• _Work instructions_: Rewrite the lines from the start through the line containing "[[161, 264]]", putting "Where do you see" wherever "Where can you spot" appears and changing nothing else. Give only those lines, without the pictures.

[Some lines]
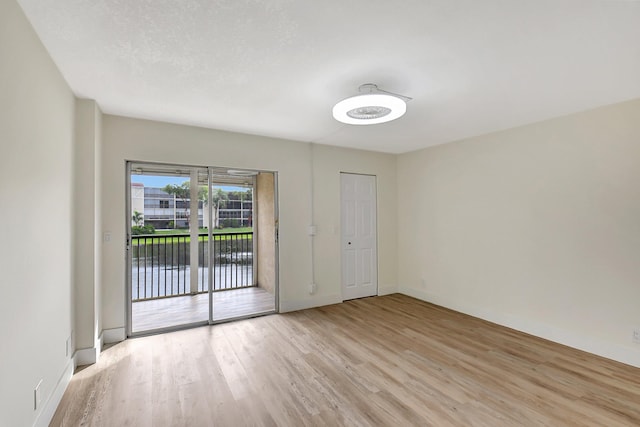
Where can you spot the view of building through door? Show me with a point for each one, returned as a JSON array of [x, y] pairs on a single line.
[[358, 219], [196, 248]]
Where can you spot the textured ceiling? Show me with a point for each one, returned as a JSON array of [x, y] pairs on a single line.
[[277, 67]]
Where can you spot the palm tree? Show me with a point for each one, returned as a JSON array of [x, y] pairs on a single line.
[[138, 219], [219, 200]]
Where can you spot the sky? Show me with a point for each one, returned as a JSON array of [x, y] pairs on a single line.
[[161, 181]]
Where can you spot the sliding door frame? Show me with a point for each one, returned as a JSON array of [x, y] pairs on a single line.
[[128, 250]]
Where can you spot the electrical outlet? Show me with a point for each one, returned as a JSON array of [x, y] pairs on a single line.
[[37, 396]]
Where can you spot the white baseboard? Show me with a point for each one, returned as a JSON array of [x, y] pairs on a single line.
[[286, 306], [387, 289], [86, 356], [582, 342], [54, 399], [110, 336]]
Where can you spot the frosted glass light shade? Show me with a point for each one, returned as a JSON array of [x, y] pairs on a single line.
[[369, 109]]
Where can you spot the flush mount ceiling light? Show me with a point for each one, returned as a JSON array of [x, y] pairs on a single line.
[[373, 106]]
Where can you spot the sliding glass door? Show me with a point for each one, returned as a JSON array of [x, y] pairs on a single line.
[[201, 245]]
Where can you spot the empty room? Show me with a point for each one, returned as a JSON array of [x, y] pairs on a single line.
[[292, 213]]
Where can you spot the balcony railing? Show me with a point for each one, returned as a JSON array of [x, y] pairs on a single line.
[[161, 264]]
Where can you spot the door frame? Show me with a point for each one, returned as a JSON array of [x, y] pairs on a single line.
[[128, 256], [375, 230]]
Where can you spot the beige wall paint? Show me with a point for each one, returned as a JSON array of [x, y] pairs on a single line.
[[328, 162], [36, 309], [132, 139], [86, 226], [266, 228], [537, 228]]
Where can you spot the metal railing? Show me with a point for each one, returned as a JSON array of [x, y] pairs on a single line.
[[161, 267]]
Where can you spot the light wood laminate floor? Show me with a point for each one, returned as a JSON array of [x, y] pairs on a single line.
[[378, 361], [174, 311]]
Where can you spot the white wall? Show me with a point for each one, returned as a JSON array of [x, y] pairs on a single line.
[[36, 134], [328, 162], [87, 231], [132, 139], [537, 228]]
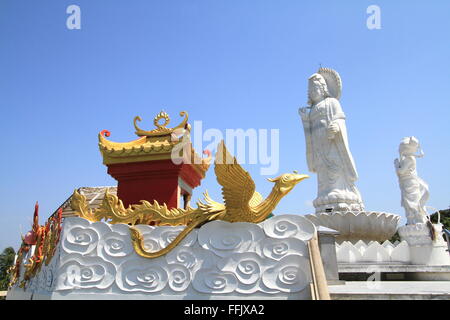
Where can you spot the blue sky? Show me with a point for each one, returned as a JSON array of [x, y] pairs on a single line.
[[232, 64]]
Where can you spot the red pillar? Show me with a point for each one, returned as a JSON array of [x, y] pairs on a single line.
[[152, 180]]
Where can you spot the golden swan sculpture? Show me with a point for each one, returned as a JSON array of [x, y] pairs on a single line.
[[242, 204]]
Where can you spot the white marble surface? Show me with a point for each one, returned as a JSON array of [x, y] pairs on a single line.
[[219, 260], [327, 147], [387, 288], [414, 191], [355, 226]]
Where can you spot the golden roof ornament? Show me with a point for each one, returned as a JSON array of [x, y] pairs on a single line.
[[242, 203], [161, 128]]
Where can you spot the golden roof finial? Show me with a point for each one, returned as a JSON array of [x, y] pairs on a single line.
[[161, 128]]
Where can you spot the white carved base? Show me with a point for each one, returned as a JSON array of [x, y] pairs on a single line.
[[220, 260], [374, 252], [423, 250], [355, 226]]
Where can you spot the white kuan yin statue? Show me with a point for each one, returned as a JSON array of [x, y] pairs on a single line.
[[327, 150], [414, 190]]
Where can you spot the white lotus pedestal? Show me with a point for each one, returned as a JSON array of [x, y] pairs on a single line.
[[423, 250], [220, 260], [356, 226]]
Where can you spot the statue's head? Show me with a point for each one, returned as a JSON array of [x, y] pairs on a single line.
[[317, 89], [286, 182], [409, 146]]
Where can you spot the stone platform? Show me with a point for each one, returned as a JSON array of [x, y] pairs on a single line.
[[220, 260], [393, 272], [391, 290]]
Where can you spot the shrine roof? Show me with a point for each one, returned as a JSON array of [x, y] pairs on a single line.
[[156, 144]]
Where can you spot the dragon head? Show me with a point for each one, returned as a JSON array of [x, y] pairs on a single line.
[[286, 182]]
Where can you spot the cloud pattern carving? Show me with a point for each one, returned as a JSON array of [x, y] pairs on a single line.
[[218, 258]]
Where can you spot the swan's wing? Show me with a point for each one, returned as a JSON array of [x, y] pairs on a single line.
[[256, 199], [238, 186]]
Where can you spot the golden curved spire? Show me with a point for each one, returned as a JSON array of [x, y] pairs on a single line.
[[161, 128]]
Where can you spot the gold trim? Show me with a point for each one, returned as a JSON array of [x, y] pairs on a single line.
[[161, 129], [242, 204]]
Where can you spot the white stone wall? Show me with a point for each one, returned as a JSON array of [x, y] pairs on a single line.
[[219, 260]]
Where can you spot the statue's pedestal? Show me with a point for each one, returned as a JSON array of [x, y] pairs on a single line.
[[423, 250], [361, 225]]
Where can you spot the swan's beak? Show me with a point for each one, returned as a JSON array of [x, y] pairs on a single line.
[[300, 177]]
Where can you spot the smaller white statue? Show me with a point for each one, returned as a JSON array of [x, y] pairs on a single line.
[[414, 190]]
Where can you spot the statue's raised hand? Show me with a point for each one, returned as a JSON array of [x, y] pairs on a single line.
[[333, 128]]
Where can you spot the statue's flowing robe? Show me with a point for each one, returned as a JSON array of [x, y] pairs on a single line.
[[414, 191], [330, 158]]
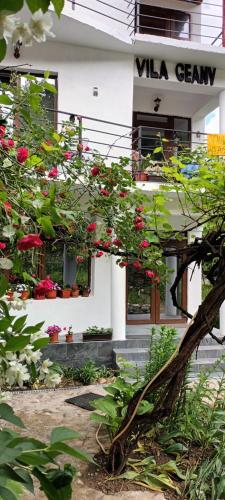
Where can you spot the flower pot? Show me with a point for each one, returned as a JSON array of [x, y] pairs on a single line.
[[65, 294], [97, 337], [69, 338], [54, 338], [25, 295], [141, 176], [51, 294]]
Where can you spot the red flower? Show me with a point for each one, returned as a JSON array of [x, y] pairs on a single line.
[[79, 259], [137, 265], [91, 227], [104, 192], [54, 172], [107, 244], [68, 155], [99, 254], [144, 244], [124, 263], [29, 241], [2, 130], [139, 226], [22, 154], [117, 242], [149, 274], [7, 205], [95, 171]]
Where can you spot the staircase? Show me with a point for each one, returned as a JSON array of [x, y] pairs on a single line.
[[135, 350]]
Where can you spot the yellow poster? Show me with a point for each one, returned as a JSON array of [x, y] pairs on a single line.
[[216, 144]]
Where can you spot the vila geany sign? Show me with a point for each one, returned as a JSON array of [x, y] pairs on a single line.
[[189, 73]]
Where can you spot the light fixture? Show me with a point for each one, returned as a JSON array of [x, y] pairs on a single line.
[[157, 102]]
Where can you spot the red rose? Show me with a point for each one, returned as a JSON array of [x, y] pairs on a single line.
[[54, 172], [137, 265], [104, 192], [91, 227], [124, 263], [139, 226], [2, 130], [95, 171], [22, 155], [99, 254], [149, 274], [117, 242], [144, 244], [29, 241]]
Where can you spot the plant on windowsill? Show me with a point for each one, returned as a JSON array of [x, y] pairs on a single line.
[[65, 292], [97, 334], [53, 332]]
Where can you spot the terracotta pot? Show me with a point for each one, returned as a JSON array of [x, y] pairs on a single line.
[[69, 338], [141, 176], [51, 294], [65, 294], [54, 338], [25, 295]]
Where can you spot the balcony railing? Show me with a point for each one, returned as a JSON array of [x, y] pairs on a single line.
[[141, 146]]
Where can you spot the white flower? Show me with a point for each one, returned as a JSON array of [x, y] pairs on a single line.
[[40, 26], [22, 34], [7, 25]]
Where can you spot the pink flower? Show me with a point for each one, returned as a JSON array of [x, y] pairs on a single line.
[[137, 265], [95, 171], [91, 227], [117, 242], [68, 155], [29, 241], [104, 192], [139, 226], [99, 254], [149, 274], [54, 172], [22, 155], [2, 130], [144, 244]]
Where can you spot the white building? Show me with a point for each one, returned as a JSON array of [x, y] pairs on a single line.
[[112, 60]]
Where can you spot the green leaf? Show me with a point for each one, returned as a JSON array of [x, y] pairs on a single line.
[[3, 48], [5, 99], [58, 5], [73, 452], [63, 434], [7, 414], [17, 343]]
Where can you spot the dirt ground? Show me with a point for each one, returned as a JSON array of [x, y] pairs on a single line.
[[41, 411]]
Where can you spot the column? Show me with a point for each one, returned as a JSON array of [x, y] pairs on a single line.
[[118, 300], [170, 309], [194, 279]]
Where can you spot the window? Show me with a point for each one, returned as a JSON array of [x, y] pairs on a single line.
[[163, 22]]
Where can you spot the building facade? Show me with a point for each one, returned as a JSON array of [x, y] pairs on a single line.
[[132, 70]]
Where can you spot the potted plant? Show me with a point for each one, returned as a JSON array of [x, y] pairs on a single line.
[[23, 290], [69, 335], [75, 292], [65, 292], [97, 334], [53, 332]]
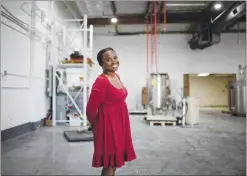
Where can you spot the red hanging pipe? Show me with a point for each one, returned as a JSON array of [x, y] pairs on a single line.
[[147, 46], [152, 41], [155, 34], [164, 11]]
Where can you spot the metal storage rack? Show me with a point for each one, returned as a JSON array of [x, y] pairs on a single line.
[[59, 51]]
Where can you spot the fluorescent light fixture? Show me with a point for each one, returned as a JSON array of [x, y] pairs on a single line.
[[217, 6], [114, 20], [203, 74]]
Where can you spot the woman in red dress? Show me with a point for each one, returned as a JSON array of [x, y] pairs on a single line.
[[108, 114]]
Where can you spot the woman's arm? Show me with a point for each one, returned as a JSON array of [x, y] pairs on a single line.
[[96, 98]]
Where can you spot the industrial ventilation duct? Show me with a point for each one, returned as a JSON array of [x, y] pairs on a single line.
[[209, 33]]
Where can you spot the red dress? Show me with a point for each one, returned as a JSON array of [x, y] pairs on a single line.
[[108, 114]]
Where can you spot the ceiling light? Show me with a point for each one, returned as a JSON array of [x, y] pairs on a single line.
[[114, 20], [217, 6], [203, 74]]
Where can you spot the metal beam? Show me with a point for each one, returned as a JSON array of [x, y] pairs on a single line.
[[188, 17], [179, 32]]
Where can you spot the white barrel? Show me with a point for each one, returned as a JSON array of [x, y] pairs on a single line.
[[192, 116]]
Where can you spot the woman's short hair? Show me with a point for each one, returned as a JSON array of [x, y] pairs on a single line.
[[100, 54]]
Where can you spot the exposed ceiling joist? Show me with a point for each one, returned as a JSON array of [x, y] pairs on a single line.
[[188, 17]]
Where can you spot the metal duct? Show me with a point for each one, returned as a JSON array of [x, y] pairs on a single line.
[[229, 17], [209, 34]]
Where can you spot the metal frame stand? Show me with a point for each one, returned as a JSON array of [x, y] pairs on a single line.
[[59, 51]]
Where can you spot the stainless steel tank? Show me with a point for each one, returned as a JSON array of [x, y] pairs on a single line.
[[159, 91], [237, 97]]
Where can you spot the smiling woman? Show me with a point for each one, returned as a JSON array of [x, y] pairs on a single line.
[[108, 114]]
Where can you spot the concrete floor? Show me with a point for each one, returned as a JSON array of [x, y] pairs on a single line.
[[215, 147]]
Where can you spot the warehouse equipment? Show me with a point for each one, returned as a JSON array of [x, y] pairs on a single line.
[[63, 70], [237, 94], [160, 103]]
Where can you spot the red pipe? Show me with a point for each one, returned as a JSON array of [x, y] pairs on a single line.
[[164, 15], [152, 41], [147, 46], [155, 34]]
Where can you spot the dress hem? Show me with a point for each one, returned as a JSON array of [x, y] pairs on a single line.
[[113, 160]]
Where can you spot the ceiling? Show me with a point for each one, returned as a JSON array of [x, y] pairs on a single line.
[[132, 15]]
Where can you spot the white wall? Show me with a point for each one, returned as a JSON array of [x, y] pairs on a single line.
[[23, 100], [174, 57]]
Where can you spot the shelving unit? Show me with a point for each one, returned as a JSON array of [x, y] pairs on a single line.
[[61, 71]]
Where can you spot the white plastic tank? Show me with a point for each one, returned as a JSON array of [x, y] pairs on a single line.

• _Response below_:
Where do you see the view of building through door? Show me with a point for each one, returned as a JSON array of [x, y] pairs on a single line.
[[358, 219], [196, 248]]
Where do you see the textured ceiling? Show me with a point for each one, returned as a JSON array of [x, y] pairs on a single line.
[[277, 67]]
Where do you see the palm tree? Show me with a point for each one, returned as a JSON array of [x, y] pairs on a single line.
[[138, 219], [219, 200]]
Where do you see the sky? Show me with a point for each one, returned as a JSON array of [x, y] pairs on a single line.
[[161, 181]]
Where do you see the sliding door frame? Show me with a point for each one, returned as a JSON array of [x, y] pairs on a single line.
[[128, 250]]
Where do you see the electrical outlet? Show me with a point for each one, returned as a JSON array of [x, y] pairs on a single line.
[[37, 396]]
Where do you see the white baseboard? Show me with a point for each one, returned as a JSON array of [x, y] pairs on a single line.
[[286, 306], [387, 289], [86, 356], [582, 342], [54, 399], [110, 336]]
Where do you see the frosted glass light shade? Show me with a point for each one, returned as a JSON array of [x, y] pairs on a single line.
[[369, 109]]
Where do you see the flush mount ceiling light? Show me with a point for each one, returned as a JSON array of [x, y] pairs on a single line.
[[373, 106]]
Where do you see the sliding glass door? Show me with a point for each one, returned as a JSON array of [x, y] pairs on a single line.
[[201, 245]]
Where do you see the empty room? Show me with a point for each one, returned as a JSON array of [x, y] pairs on a single line.
[[292, 213]]
Where do you see the balcony railing? Show me with a point for each one, returned as a JSON array of [x, y] pairs on a single line.
[[161, 264]]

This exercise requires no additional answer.